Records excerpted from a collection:

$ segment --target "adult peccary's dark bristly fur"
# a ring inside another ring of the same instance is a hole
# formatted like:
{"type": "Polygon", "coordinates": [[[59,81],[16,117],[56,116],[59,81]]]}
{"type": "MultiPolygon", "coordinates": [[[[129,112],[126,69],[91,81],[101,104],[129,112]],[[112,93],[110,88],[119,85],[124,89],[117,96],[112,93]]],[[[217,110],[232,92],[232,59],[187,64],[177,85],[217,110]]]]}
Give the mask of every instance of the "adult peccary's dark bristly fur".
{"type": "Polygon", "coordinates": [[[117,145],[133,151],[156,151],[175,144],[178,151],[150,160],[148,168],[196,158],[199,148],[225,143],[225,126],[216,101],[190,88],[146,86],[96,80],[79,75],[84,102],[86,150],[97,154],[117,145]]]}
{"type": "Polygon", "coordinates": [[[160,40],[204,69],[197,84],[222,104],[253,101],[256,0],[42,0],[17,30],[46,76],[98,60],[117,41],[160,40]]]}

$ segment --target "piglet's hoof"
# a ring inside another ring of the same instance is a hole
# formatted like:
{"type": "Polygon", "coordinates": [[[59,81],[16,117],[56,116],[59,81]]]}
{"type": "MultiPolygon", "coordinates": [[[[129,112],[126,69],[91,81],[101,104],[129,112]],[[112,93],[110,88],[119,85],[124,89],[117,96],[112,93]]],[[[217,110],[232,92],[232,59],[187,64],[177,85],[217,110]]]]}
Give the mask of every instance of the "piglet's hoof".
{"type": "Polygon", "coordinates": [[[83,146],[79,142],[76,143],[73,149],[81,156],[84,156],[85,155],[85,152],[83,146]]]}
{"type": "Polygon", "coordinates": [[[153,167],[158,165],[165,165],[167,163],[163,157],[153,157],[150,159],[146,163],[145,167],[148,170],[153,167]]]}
--
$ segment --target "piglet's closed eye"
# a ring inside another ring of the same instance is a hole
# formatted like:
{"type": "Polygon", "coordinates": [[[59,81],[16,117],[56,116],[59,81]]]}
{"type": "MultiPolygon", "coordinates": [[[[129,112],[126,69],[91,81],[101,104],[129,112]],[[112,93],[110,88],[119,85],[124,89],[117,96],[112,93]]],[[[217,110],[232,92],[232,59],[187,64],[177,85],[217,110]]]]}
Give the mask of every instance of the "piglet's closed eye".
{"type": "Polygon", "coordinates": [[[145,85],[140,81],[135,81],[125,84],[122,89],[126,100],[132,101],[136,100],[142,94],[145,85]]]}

* Short problem:
Which lines in the material above contain the word "dark"? Pick out each one and copy it in full.

* Exercise solution:
$ segment --target "adult peccary's dark bristly fur"
Give the mask of every instance of the "adult peccary's dark bristly fur".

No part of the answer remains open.